Exercise brief:
Rewrite the entire listing below as a Markdown table with two columns, Row and Line, numbering each non-blank line in order and skipping blank lines. Leave the pictures out of the table.
##### Data to use #####
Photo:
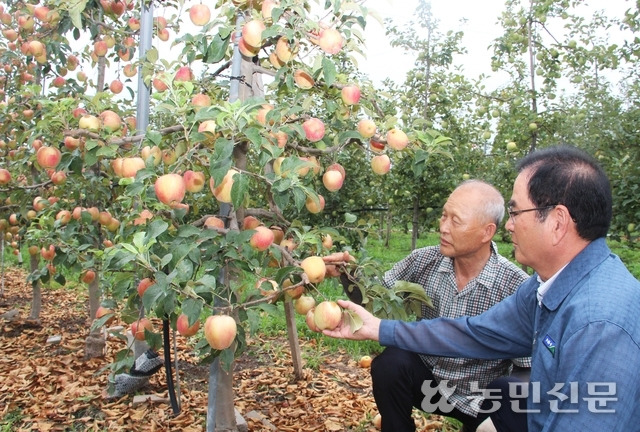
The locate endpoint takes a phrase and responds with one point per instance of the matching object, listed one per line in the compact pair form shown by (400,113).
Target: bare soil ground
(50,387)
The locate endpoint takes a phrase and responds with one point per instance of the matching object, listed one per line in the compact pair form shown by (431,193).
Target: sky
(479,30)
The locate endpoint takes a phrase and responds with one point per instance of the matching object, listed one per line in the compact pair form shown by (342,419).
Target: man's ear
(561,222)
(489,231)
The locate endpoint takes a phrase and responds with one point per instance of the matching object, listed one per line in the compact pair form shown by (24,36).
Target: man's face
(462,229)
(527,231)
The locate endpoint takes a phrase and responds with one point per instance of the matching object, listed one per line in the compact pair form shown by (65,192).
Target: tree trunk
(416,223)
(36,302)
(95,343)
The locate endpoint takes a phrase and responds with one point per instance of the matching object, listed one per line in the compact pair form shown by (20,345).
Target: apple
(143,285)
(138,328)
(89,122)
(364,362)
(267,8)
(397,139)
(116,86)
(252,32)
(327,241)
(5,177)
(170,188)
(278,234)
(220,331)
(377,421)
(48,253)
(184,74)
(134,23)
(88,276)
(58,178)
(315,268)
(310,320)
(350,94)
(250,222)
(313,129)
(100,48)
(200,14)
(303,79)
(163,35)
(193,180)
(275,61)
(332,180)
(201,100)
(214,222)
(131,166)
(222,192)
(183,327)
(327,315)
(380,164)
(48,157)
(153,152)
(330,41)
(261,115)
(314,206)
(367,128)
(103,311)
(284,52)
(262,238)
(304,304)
#####
Response to this exercise:
| Row | Line |
|---|---|
| 1 | Photo: |
| 2 | The locate endpoint takes a phrase and responds with one point per instance of the matching object, listed one per line in the compact pair form shown by (400,113). |
| 3 | Target: bare soil ground |
| 4 | (50,387) |
| 5 | The locate endpoint takes a phrase and responds with one point per instance of the matching object, listed one per line in the compact pair form shown by (431,193). |
| 6 | Target: sky |
| 7 | (479,30) |
| 8 | The locate endpoint takes a phrase and responds with one point per instance of the matching object, listed one per line in the compact pair form shown by (342,419). |
| 9 | Target: man's ear |
| 10 | (561,222) |
| 11 | (489,231) |
| 12 | The locate endpoint takes a phrase and responds with one point per instance of the matching object, listed one per line in the compact pair form shown by (24,36). |
| 13 | Target: man's face |
| 14 | (462,229) |
| 15 | (527,231) |
| 16 | The locate endpoint takes a phrase and responds with one point per instance of the matching object, listed one per line in the compact pair form shown by (65,192). |
| 17 | Target: tree trunk |
| 18 | (416,223) |
| 19 | (36,302) |
| 20 | (95,343) |
| 21 | The locate endpoint takes a phrase and responds with one point per instance of the matching object, listed one per line in the compact pair form shown by (20,345). |
| 22 | Target: apple |
| 23 | (143,285) |
| 24 | (138,328) |
| 25 | (89,122) |
| 26 | (364,362) |
| 27 | (267,8) |
| 28 | (397,139) |
| 29 | (116,86) |
| 30 | (252,32) |
| 31 | (327,241) |
| 32 | (5,177) |
| 33 | (170,188) |
| 34 | (278,234) |
| 35 | (220,331) |
| 36 | (377,421) |
| 37 | (48,253) |
| 38 | (184,74) |
| 39 | (134,23) |
| 40 | (88,276) |
| 41 | (58,178) |
| 42 | (315,268) |
| 43 | (310,320) |
| 44 | (350,94) |
| 45 | (250,222) |
| 46 | (313,129) |
| 47 | (100,48) |
| 48 | (200,14) |
| 49 | (303,79) |
| 50 | (163,35) |
| 51 | (193,180) |
| 52 | (275,61) |
| 53 | (332,180) |
| 54 | (201,100) |
| 55 | (214,222) |
| 56 | (131,166) |
| 57 | (222,192) |
| 58 | (183,327) |
| 59 | (327,315) |
| 60 | (380,164) |
| 61 | (48,157) |
| 62 | (153,152) |
| 63 | (330,41) |
| 64 | (261,115) |
| 65 | (314,206) |
| 66 | (367,128) |
| 67 | (103,311) |
| 68 | (284,52) |
| 69 | (262,238) |
| 70 | (304,304) |